** BEGIN GIVEN DATA **

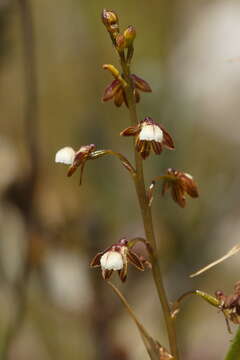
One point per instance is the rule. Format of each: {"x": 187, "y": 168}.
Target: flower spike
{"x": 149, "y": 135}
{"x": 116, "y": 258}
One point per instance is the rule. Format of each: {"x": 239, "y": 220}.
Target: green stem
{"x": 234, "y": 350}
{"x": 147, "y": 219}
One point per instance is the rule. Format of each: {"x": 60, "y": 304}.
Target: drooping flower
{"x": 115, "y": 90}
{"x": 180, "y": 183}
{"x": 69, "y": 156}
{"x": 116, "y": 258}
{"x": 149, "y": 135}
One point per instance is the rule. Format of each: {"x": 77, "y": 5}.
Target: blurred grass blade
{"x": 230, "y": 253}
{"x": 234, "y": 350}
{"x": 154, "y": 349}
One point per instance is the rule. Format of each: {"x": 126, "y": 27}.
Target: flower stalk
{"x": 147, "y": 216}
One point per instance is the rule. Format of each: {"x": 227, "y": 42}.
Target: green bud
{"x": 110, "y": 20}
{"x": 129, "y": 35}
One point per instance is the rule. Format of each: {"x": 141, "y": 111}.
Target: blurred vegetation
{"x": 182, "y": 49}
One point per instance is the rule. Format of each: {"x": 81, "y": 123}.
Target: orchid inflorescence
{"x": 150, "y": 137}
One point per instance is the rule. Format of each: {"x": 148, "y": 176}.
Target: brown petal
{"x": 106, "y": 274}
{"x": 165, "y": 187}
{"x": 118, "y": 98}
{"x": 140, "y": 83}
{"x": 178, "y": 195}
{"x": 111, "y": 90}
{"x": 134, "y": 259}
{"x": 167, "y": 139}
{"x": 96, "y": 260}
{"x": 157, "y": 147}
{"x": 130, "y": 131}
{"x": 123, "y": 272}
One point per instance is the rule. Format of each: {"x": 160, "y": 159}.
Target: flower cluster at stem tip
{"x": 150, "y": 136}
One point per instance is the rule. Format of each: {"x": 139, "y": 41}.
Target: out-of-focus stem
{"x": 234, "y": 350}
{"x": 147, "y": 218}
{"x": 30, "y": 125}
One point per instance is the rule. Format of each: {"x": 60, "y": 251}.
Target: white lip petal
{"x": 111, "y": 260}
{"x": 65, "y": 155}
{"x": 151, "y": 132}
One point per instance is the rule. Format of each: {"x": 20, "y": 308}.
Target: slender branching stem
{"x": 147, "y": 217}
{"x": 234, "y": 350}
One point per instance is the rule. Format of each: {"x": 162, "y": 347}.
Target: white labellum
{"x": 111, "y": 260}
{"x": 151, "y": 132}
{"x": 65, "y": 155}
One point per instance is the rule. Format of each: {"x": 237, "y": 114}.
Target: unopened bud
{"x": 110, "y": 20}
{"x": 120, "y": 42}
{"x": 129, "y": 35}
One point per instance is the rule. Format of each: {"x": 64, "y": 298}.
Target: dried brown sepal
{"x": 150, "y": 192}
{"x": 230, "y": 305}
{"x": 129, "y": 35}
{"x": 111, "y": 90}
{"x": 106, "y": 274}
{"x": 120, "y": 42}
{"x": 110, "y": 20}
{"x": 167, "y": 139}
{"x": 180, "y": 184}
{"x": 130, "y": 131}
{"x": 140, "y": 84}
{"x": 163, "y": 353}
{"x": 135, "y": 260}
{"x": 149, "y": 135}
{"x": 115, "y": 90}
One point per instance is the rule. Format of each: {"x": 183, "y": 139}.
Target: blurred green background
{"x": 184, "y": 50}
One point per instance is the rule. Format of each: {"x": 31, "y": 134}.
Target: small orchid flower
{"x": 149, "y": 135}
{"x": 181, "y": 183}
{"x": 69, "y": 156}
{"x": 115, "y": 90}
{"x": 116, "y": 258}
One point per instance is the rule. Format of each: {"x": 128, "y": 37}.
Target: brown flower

** END GIVEN DATA **

— PROBLEM DETAILS —
A faithful copy of the records above is needed, with the pictures left out.

— ANSWER TO THE EXERCISE —
One point per instance is the rule. Format of each: {"x": 187, "y": 168}.
Target: flower spike
{"x": 149, "y": 135}
{"x": 116, "y": 258}
One point per instance is the rule. Format of each: {"x": 239, "y": 220}.
Target: green stem
{"x": 234, "y": 350}
{"x": 147, "y": 219}
One point per instance is the rule. Format of each: {"x": 60, "y": 304}.
Target: drooping flower
{"x": 115, "y": 90}
{"x": 180, "y": 183}
{"x": 69, "y": 156}
{"x": 116, "y": 258}
{"x": 149, "y": 135}
One point per instance is the rule. Format of each: {"x": 77, "y": 5}.
Target: blurred grass blade
{"x": 230, "y": 253}
{"x": 234, "y": 350}
{"x": 154, "y": 349}
One point per instance is the rule. Format of each: {"x": 126, "y": 27}.
Target: flower stalk
{"x": 147, "y": 216}
One point per instance is the rule. Format of each: {"x": 227, "y": 42}.
Target: green bud
{"x": 110, "y": 20}
{"x": 129, "y": 35}
One point per instance is the rule. Format of each: {"x": 141, "y": 111}.
Target: blurred vegetation
{"x": 182, "y": 49}
One point per instance is the rule. Format of each: {"x": 81, "y": 123}.
Target: orchid inflorescence
{"x": 150, "y": 137}
One point per instance is the rule. Format of each: {"x": 148, "y": 176}.
Target: brown petal
{"x": 106, "y": 274}
{"x": 165, "y": 187}
{"x": 118, "y": 98}
{"x": 140, "y": 83}
{"x": 178, "y": 195}
{"x": 111, "y": 90}
{"x": 134, "y": 259}
{"x": 167, "y": 139}
{"x": 96, "y": 260}
{"x": 157, "y": 147}
{"x": 130, "y": 131}
{"x": 123, "y": 272}
One point per instance is the rule. Format of each: {"x": 160, "y": 159}.
Target: flower cluster at stem tip
{"x": 150, "y": 136}
One point per instance is the rule. Format of each: {"x": 139, "y": 41}.
Target: out-of-focus stem
{"x": 234, "y": 350}
{"x": 147, "y": 218}
{"x": 30, "y": 125}
One point per instance is the rule. Format of each: {"x": 60, "y": 251}.
Target: white lip petal
{"x": 111, "y": 260}
{"x": 65, "y": 155}
{"x": 151, "y": 132}
One point per instance is the rule. Format of each: {"x": 20, "y": 308}.
Target: slender branching stem
{"x": 147, "y": 217}
{"x": 234, "y": 350}
One point per instance is the rule. Format of each: {"x": 162, "y": 347}.
Target: white labellum
{"x": 111, "y": 260}
{"x": 151, "y": 132}
{"x": 65, "y": 155}
One point per instance is the rule. Format of each: {"x": 237, "y": 114}.
Target: unopened bud
{"x": 110, "y": 20}
{"x": 120, "y": 42}
{"x": 129, "y": 35}
One point per instance is the rule. Format of each: {"x": 64, "y": 298}.
Target: dried brown sepal
{"x": 150, "y": 192}
{"x": 230, "y": 305}
{"x": 129, "y": 35}
{"x": 111, "y": 90}
{"x": 106, "y": 274}
{"x": 120, "y": 42}
{"x": 110, "y": 20}
{"x": 167, "y": 139}
{"x": 180, "y": 184}
{"x": 130, "y": 131}
{"x": 140, "y": 84}
{"x": 163, "y": 353}
{"x": 135, "y": 260}
{"x": 149, "y": 135}
{"x": 115, "y": 90}
One point per instance is the rule. Format of each: {"x": 183, "y": 139}.
Target: blurred green background
{"x": 184, "y": 50}
One point per instance is the rule. Format of each: {"x": 31, "y": 134}.
Target: small orchid flower
{"x": 149, "y": 135}
{"x": 181, "y": 183}
{"x": 69, "y": 156}
{"x": 115, "y": 90}
{"x": 116, "y": 258}
One point per instance is the rule. Format of each: {"x": 128, "y": 37}.
Target: brown flower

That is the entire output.